GOAL OF THE EXERCISE
Beginning at the line containing "column 323, row 369", repeat each line below exactly up to and including the line containing "column 87, row 917". Do not repeat the pictures.

SOURCE MATERIAL
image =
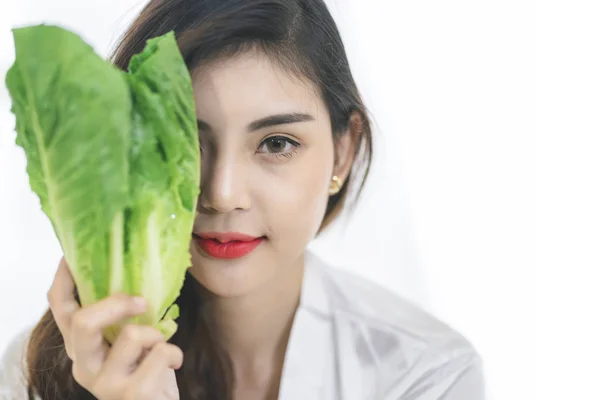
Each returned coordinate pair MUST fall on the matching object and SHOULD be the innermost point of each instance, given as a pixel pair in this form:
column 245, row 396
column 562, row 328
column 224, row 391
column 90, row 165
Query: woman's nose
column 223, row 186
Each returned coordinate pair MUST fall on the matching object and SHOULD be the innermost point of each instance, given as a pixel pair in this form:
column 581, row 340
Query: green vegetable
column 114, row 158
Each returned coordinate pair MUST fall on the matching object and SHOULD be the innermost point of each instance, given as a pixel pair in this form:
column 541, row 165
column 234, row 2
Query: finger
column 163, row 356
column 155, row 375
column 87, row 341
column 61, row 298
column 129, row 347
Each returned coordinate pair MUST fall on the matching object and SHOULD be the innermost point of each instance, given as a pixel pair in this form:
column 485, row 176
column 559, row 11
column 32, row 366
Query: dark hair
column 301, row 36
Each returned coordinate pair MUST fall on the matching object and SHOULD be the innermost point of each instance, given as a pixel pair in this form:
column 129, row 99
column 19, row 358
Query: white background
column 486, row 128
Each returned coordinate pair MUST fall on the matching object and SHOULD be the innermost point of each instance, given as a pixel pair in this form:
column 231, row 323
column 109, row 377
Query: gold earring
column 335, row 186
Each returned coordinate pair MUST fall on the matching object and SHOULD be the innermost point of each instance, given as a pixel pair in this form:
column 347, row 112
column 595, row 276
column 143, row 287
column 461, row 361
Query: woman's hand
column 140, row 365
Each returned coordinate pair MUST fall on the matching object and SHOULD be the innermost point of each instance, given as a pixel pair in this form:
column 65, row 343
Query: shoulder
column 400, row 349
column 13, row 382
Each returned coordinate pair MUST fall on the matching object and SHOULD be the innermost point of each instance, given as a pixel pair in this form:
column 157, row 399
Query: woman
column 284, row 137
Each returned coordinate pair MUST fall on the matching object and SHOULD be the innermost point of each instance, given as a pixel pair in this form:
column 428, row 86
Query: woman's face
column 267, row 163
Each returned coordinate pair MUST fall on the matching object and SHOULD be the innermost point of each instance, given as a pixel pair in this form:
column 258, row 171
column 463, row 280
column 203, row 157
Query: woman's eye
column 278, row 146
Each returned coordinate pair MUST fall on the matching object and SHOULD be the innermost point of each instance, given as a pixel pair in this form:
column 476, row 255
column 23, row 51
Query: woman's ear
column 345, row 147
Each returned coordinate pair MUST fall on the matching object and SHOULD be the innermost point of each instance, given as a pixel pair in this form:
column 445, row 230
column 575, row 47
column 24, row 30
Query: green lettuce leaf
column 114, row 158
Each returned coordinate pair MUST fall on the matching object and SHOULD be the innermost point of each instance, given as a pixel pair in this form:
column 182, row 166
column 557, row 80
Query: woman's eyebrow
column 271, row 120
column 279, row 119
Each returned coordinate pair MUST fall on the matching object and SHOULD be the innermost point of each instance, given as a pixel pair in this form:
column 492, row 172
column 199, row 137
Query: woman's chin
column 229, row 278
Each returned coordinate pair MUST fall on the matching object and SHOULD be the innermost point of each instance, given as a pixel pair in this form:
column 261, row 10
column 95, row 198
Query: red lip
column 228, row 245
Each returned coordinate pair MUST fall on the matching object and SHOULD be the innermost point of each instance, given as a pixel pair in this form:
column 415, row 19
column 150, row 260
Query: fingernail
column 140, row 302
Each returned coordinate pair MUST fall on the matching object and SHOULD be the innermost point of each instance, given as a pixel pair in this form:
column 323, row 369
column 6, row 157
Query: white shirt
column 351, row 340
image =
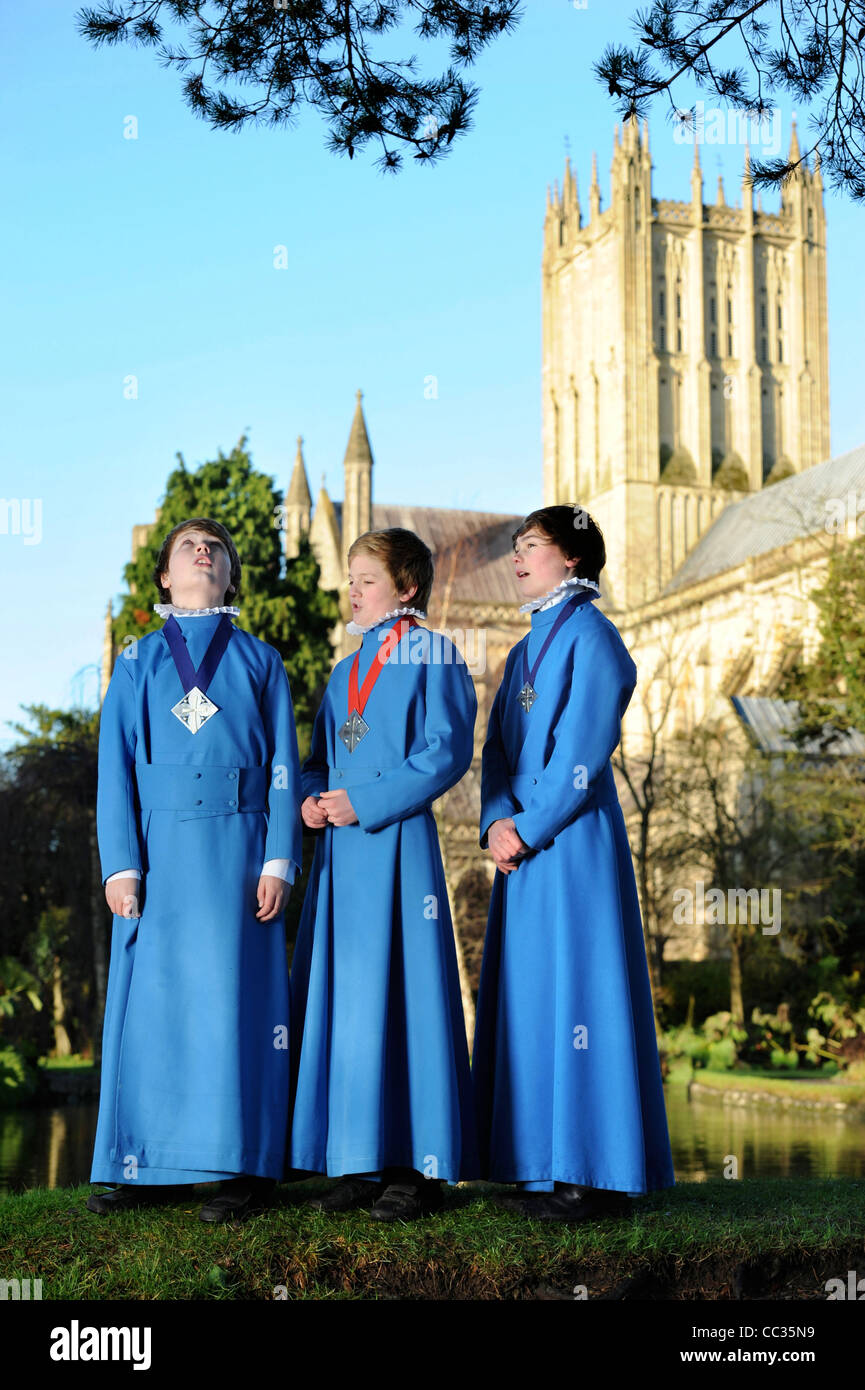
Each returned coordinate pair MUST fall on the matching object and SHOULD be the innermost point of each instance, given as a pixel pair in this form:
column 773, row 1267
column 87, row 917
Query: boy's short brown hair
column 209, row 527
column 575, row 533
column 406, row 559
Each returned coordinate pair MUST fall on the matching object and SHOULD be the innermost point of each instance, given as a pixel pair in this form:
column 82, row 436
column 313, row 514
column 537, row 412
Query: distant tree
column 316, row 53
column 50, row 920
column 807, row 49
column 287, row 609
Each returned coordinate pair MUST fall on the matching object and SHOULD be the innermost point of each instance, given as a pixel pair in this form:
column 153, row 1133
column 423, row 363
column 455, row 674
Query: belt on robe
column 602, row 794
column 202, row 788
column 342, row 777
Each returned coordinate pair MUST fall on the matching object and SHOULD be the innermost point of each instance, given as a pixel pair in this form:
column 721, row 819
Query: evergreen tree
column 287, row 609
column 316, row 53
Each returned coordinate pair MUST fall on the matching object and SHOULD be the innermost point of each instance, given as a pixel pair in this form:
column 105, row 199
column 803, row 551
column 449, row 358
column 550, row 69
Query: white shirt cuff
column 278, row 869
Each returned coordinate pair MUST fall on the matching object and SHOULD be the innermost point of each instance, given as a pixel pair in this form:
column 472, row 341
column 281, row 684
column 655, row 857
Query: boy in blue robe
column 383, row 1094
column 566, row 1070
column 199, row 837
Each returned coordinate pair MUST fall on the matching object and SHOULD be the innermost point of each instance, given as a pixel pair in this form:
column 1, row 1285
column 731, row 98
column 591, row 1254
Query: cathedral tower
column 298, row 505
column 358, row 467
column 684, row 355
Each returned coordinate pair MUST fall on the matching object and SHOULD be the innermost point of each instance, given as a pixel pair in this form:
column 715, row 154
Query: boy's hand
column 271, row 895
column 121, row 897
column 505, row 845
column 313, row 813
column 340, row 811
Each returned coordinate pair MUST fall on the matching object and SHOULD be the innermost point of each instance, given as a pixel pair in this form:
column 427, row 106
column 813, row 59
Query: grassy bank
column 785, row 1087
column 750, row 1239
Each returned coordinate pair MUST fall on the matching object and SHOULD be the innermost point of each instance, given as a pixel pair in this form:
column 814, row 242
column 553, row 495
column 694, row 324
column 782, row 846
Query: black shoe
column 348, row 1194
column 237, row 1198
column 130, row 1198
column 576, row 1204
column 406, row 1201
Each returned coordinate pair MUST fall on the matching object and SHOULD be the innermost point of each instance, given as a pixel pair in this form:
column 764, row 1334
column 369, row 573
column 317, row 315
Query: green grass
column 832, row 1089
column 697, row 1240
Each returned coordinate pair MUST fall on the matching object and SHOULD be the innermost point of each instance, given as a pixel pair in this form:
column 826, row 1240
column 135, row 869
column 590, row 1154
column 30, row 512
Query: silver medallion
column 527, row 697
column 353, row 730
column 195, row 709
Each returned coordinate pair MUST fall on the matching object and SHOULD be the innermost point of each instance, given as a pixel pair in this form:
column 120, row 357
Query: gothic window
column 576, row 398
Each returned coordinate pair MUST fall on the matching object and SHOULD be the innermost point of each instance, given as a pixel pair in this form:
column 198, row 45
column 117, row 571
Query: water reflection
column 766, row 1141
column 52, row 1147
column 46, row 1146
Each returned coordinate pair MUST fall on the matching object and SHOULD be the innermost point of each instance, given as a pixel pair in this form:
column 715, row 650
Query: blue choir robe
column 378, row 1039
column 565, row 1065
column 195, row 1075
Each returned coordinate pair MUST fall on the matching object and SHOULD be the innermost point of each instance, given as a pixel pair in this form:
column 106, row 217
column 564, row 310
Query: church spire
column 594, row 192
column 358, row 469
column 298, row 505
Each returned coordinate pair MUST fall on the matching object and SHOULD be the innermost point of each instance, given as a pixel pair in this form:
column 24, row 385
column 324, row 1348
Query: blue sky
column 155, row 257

WRITTEN REPLY
column 323, row 369
column 6, row 157
Query: white shirt
column 351, row 340
image =
Each returned coordinate pair MUST fall on the matching object and SHOULD be the innermost point of each instance, given as a pixel pair in this form:
column 773, row 1267
column 87, row 917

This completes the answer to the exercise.